**Task to complete**
From the records below, extract every line that contains the string "mountain", copying each such line without alteration. Matching is case-sensitive.

::: Provided entries :::

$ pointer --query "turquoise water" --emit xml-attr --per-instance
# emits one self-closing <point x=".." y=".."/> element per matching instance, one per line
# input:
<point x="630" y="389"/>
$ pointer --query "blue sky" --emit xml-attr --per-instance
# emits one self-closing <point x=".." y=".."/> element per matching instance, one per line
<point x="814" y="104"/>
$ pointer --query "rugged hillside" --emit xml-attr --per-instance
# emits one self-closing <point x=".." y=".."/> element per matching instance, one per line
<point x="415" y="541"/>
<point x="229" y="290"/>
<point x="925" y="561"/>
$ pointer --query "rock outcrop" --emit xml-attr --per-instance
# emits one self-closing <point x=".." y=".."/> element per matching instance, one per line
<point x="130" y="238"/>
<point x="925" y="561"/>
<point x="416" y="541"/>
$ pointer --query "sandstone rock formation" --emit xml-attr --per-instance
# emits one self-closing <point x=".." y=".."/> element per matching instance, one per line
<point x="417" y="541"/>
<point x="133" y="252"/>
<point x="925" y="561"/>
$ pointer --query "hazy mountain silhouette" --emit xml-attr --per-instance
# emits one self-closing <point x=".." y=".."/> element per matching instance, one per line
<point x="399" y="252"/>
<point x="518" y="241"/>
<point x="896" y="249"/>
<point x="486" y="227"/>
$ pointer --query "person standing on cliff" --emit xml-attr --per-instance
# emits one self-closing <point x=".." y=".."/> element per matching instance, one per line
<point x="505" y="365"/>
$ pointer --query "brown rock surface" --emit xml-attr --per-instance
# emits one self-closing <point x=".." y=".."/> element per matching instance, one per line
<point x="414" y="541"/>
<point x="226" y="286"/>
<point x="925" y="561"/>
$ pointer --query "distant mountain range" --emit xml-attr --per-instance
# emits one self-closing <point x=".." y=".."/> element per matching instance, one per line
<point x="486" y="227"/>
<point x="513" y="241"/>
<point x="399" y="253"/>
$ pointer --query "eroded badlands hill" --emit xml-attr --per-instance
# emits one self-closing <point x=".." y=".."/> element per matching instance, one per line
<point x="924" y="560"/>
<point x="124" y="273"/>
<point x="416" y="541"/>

:::

**Result of this exercise**
$ pointer --query "hazy mountain silhouette" --emit xml-attr --per-instance
$ pointer --query "distant mountain range" --emit xml-attr --per-instance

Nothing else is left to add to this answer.